# [Instructions for the task]
Find every line in the entries below that contains the word "span", and copy each of those lines. Matching is case-sensitive.

## begin Data for this exercise

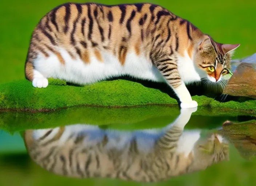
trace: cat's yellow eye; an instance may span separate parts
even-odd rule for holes
[[[213,72],[215,70],[215,69],[214,69],[214,67],[213,67],[212,66],[208,66],[207,68],[208,69],[209,71],[211,72]]]
[[[228,73],[228,71],[227,70],[224,70],[223,71],[222,71],[222,75],[224,76],[226,75]]]

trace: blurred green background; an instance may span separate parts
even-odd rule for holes
[[[0,84],[24,79],[24,63],[29,39],[40,19],[55,7],[77,0],[0,1]],[[234,58],[251,55],[256,51],[256,1],[249,0],[164,1],[92,1],[108,4],[148,2],[167,8],[189,20],[217,42],[241,44]],[[161,184],[135,183],[100,179],[69,179],[53,175],[39,168],[26,154],[18,134],[0,131],[0,185],[253,185],[256,182],[256,161],[247,161],[231,148],[231,161],[211,167],[207,170],[181,176]],[[3,140],[4,139],[5,140]],[[15,139],[15,140],[13,140]],[[4,147],[14,149],[3,152]],[[16,149],[15,151],[15,149]],[[4,153],[4,154],[3,153]]]

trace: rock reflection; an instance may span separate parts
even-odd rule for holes
[[[89,124],[27,130],[32,160],[55,174],[156,182],[229,159],[226,140],[213,132],[186,130],[193,109],[161,129],[121,131]]]

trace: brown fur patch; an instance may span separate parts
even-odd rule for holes
[[[193,45],[190,45],[188,47],[188,56],[191,59],[192,58],[192,54],[193,53]]]
[[[85,50],[82,54],[82,60],[86,64],[90,63],[89,54],[87,50]]]
[[[127,53],[127,49],[126,47],[123,47],[120,49],[119,58],[119,61],[122,65],[124,64]]]
[[[55,54],[56,54],[56,56],[57,56],[57,57],[58,58],[58,59],[59,59],[59,60],[60,62],[60,63],[61,64],[64,64],[65,60],[64,60],[64,59],[63,59],[63,58],[62,57],[61,54],[60,54],[59,52],[56,52]]]
[[[32,81],[34,78],[34,66],[32,63],[28,62],[25,66],[25,74],[27,78],[30,81]]]
[[[140,52],[140,44],[139,43],[138,43],[136,45],[135,45],[135,52],[136,53],[136,54],[137,56],[139,56]]]
[[[103,59],[102,58],[102,56],[100,54],[100,51],[97,50],[94,50],[94,54],[95,55],[95,57],[98,61],[100,61],[101,62],[103,62]]]

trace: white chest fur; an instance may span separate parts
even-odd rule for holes
[[[181,79],[186,84],[200,81],[206,75],[204,72],[199,69],[185,52],[184,57],[178,58],[178,69]]]
[[[86,64],[77,57],[72,59],[67,51],[59,51],[65,61],[61,64],[53,54],[47,58],[39,56],[34,62],[35,68],[46,78],[65,80],[81,84],[93,83],[109,78],[128,75],[133,77],[163,81],[163,78],[152,63],[143,54],[138,56],[133,52],[127,53],[124,65],[110,53],[101,52],[103,61],[92,55]]]

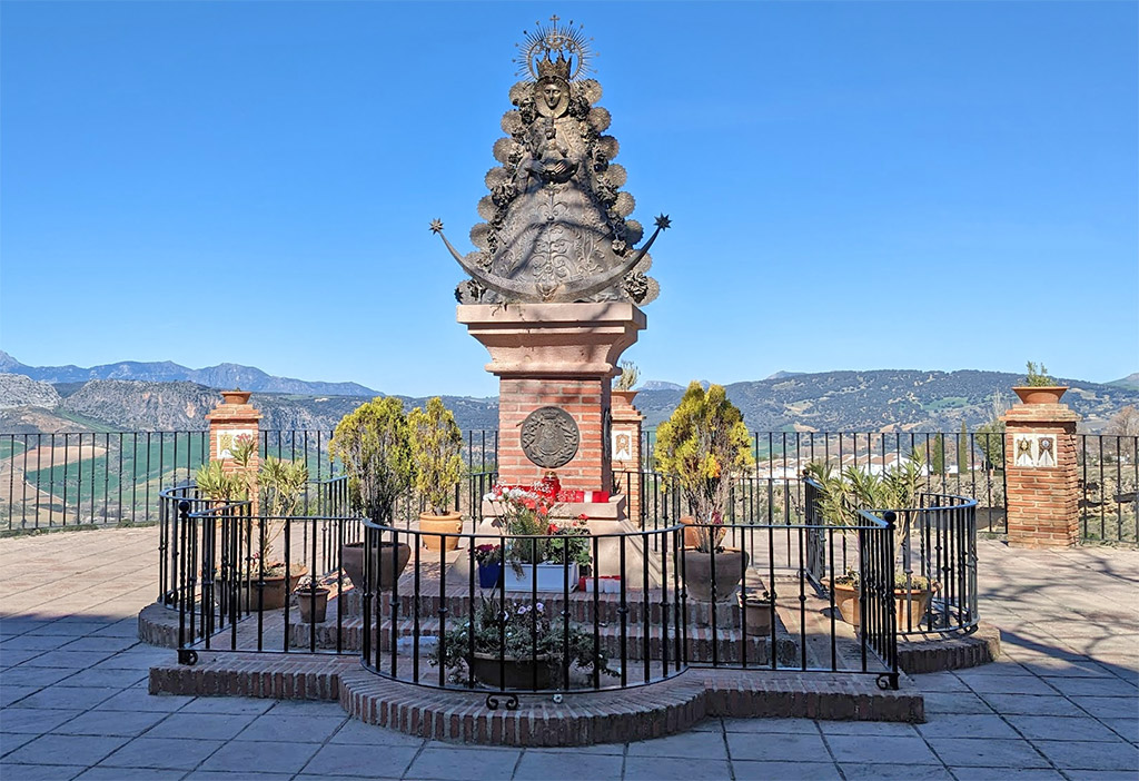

## end Data for this exercise

# [Response for this exercise]
trace: cat's yellow eye; an instance may span separate parts
trace: blurred green background; an instance may span separate parts
trace: rock reflection; an instance may span separate parts
trace: brown fur patch; an instance may span separate parts
trace: white chest fur; an instance may span separate parts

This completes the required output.